Provided records »
========
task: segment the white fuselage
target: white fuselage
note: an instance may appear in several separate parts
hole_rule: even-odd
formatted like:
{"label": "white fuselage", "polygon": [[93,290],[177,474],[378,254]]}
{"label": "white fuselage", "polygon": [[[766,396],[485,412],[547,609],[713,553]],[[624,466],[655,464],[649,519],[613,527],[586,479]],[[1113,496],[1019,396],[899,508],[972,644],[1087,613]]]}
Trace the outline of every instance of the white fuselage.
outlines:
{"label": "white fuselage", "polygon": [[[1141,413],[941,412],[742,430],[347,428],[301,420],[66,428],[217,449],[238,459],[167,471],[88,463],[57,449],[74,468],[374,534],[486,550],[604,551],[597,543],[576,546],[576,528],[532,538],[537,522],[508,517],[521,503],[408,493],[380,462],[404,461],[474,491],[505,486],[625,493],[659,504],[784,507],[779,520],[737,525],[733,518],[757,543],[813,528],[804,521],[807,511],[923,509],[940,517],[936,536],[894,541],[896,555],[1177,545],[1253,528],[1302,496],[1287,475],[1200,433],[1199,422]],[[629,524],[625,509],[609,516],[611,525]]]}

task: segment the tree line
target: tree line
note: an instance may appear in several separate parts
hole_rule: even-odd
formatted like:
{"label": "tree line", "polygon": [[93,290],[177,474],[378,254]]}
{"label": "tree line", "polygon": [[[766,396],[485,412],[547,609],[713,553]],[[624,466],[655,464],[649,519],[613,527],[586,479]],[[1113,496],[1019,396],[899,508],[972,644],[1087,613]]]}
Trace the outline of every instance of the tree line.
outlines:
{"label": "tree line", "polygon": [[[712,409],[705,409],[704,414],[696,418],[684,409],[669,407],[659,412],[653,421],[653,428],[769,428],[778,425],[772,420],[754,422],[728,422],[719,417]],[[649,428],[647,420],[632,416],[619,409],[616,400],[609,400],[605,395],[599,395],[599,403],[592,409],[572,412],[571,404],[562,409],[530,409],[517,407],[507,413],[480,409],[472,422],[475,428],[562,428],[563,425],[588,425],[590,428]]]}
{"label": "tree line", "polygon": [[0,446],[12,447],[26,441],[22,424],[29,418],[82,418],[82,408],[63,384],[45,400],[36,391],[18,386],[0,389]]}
========
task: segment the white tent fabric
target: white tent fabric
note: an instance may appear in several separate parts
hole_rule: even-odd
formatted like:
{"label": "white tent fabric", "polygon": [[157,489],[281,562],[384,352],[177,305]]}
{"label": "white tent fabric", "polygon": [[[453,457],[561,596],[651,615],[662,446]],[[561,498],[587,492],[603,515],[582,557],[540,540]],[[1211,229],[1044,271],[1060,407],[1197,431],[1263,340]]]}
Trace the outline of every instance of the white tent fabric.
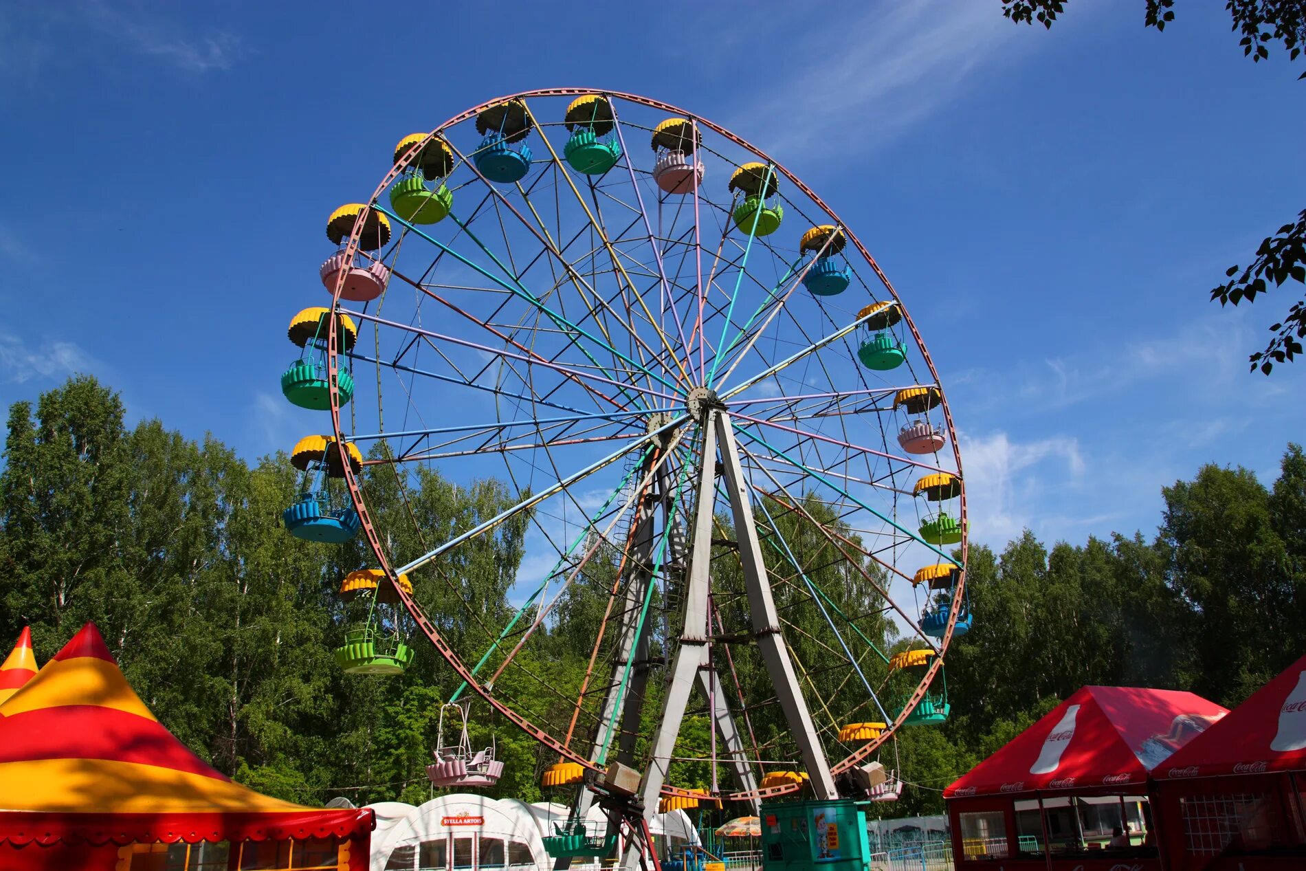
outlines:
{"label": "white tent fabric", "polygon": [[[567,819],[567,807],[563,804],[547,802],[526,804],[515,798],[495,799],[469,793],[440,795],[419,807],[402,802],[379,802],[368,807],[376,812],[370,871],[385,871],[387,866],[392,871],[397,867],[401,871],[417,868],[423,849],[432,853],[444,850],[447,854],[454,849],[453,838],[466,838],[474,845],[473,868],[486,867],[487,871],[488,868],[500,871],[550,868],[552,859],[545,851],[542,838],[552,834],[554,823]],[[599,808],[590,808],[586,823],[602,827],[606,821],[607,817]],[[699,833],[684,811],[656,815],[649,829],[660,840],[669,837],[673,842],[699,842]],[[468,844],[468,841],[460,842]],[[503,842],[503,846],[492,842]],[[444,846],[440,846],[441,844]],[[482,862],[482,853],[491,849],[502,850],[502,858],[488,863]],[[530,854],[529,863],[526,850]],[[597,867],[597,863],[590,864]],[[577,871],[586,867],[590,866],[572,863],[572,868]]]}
========
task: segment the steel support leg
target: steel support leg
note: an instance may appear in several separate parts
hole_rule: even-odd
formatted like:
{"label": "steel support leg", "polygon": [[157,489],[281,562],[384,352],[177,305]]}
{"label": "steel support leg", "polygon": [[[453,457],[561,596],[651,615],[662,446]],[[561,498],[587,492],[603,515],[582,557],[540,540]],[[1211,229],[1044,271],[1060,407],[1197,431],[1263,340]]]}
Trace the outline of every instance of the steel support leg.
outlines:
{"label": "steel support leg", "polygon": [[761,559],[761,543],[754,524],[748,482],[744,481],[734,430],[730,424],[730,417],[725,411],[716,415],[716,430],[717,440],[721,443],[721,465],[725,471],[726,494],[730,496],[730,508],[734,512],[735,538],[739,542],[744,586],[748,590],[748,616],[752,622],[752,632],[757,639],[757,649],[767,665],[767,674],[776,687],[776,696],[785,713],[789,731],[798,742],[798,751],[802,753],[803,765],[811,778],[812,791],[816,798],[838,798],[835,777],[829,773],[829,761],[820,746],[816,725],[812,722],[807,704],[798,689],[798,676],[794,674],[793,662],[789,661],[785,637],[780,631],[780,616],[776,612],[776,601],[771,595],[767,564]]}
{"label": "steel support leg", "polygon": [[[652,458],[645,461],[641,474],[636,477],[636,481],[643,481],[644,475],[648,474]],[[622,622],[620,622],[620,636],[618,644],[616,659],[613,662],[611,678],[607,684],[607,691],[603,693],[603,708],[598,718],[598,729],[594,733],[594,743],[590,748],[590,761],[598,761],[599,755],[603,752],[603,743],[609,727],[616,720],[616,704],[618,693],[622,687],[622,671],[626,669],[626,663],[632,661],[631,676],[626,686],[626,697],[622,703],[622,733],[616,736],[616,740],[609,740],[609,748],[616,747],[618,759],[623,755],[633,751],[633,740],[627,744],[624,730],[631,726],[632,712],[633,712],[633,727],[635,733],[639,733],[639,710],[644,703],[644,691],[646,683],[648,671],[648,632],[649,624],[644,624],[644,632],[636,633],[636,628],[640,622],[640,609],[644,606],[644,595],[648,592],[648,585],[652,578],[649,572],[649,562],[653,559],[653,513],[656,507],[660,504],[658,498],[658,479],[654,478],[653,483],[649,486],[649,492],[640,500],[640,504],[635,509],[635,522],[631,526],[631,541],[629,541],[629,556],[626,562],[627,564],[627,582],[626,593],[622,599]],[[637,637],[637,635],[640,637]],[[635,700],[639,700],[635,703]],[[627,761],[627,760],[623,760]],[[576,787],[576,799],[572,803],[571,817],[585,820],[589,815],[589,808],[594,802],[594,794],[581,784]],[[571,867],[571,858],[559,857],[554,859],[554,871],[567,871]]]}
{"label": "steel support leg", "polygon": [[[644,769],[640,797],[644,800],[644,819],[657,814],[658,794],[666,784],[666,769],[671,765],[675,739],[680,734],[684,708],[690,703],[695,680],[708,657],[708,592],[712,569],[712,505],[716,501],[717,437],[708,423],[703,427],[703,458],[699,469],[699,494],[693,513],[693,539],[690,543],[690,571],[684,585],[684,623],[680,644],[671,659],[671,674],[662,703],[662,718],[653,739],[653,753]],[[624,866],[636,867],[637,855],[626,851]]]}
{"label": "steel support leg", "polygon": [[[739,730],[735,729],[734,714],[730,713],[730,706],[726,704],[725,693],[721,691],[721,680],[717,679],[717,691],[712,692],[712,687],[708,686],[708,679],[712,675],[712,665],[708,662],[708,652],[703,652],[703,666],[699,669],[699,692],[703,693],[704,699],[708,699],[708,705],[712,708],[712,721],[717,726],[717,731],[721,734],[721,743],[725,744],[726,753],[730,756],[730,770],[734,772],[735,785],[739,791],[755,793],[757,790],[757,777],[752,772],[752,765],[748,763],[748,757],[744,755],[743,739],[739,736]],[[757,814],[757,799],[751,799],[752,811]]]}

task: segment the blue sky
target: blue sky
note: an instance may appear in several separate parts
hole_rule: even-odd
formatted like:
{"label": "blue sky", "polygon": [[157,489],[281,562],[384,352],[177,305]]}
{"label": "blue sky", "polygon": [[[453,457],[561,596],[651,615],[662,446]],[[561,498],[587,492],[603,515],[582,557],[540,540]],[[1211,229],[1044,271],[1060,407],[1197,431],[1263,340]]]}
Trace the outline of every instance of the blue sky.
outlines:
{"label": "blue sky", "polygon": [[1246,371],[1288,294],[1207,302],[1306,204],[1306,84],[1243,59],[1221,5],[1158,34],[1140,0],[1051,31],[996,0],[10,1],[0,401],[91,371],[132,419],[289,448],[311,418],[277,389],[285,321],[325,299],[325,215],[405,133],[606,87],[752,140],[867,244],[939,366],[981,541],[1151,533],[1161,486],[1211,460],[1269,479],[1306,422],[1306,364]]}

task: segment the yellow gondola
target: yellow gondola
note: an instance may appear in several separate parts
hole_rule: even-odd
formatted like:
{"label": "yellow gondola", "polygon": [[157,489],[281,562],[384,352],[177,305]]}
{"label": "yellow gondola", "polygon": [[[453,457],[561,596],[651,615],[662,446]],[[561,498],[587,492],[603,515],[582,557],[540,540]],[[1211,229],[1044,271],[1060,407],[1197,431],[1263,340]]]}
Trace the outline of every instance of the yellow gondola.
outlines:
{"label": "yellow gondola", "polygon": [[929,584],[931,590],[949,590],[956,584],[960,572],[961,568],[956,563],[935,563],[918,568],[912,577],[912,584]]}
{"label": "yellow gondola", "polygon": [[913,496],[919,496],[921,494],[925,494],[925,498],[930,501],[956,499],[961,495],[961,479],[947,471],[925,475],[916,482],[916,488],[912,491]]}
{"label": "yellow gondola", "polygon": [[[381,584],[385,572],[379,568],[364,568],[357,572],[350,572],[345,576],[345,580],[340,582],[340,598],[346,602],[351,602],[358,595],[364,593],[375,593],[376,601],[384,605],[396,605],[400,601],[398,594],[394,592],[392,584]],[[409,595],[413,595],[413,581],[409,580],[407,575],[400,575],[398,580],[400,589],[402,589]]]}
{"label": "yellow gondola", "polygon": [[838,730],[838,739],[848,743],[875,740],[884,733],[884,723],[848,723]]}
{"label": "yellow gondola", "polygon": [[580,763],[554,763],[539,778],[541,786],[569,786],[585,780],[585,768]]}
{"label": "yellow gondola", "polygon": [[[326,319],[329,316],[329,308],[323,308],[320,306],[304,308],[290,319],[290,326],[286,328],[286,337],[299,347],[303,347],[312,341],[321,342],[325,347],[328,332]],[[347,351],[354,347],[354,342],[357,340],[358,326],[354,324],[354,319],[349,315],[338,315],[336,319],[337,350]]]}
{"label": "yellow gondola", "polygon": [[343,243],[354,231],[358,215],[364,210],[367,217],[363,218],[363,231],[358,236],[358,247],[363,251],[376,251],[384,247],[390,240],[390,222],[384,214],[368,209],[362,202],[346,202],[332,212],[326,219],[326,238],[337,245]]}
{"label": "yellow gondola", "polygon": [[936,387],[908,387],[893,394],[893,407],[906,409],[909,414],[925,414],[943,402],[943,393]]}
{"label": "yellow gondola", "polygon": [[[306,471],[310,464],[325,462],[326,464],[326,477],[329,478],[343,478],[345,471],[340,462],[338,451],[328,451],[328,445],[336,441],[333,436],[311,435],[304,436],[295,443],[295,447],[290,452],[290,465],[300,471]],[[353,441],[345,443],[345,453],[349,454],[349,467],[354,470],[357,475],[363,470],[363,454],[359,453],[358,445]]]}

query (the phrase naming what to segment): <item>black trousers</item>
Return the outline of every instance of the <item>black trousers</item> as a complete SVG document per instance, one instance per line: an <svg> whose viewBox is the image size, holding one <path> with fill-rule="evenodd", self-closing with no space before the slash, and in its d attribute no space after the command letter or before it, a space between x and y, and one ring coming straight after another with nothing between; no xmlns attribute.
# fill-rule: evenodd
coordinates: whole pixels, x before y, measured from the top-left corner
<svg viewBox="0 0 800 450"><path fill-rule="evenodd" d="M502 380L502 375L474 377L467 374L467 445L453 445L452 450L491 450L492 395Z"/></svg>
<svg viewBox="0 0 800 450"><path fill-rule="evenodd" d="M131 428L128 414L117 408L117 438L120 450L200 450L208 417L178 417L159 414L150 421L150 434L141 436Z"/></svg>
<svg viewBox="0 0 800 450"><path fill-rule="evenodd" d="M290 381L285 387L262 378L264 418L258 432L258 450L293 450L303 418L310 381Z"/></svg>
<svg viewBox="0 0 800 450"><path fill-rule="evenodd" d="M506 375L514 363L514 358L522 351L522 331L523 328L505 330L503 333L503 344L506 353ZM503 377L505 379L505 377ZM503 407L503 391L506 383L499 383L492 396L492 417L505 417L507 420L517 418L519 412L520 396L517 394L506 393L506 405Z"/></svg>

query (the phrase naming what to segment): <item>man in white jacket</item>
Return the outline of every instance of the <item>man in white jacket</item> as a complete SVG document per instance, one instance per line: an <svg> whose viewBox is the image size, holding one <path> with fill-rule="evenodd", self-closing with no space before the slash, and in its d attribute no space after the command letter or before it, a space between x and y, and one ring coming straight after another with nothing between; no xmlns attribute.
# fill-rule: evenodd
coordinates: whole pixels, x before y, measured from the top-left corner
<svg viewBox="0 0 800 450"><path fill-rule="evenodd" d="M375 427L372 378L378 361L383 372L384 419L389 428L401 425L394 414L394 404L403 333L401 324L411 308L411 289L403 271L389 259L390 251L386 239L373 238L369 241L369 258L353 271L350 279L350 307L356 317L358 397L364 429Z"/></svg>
========
What needs to be done »
List each line in the items above that contains the word "tree", copying the lines in full. Case counts.

Final answer »
task: segment the tree line
target: tree line
{"label": "tree line", "polygon": [[93,290],[177,474],[378,254]]}
{"label": "tree line", "polygon": [[[766,396],[485,412],[547,609],[713,553]],[[624,466],[655,464],[649,519],[613,527],[586,479]],[[1113,496],[1019,396],[899,508],[972,644],[1087,613]]]}
Trace the outline of every instance of the tree line.
{"label": "tree line", "polygon": [[[712,409],[705,409],[704,414],[696,418],[684,409],[669,407],[659,412],[653,421],[653,428],[769,428],[778,425],[772,420],[754,422],[728,422],[719,417]],[[649,428],[647,420],[632,416],[619,409],[616,400],[609,400],[605,395],[599,395],[599,403],[592,409],[572,412],[571,404],[562,409],[530,409],[517,407],[507,413],[480,409],[472,422],[475,428],[562,428],[563,425],[588,425],[590,428]]]}
{"label": "tree line", "polygon": [[0,446],[12,447],[26,441],[22,424],[29,418],[82,418],[82,408],[63,384],[45,400],[36,391],[18,386],[0,389]]}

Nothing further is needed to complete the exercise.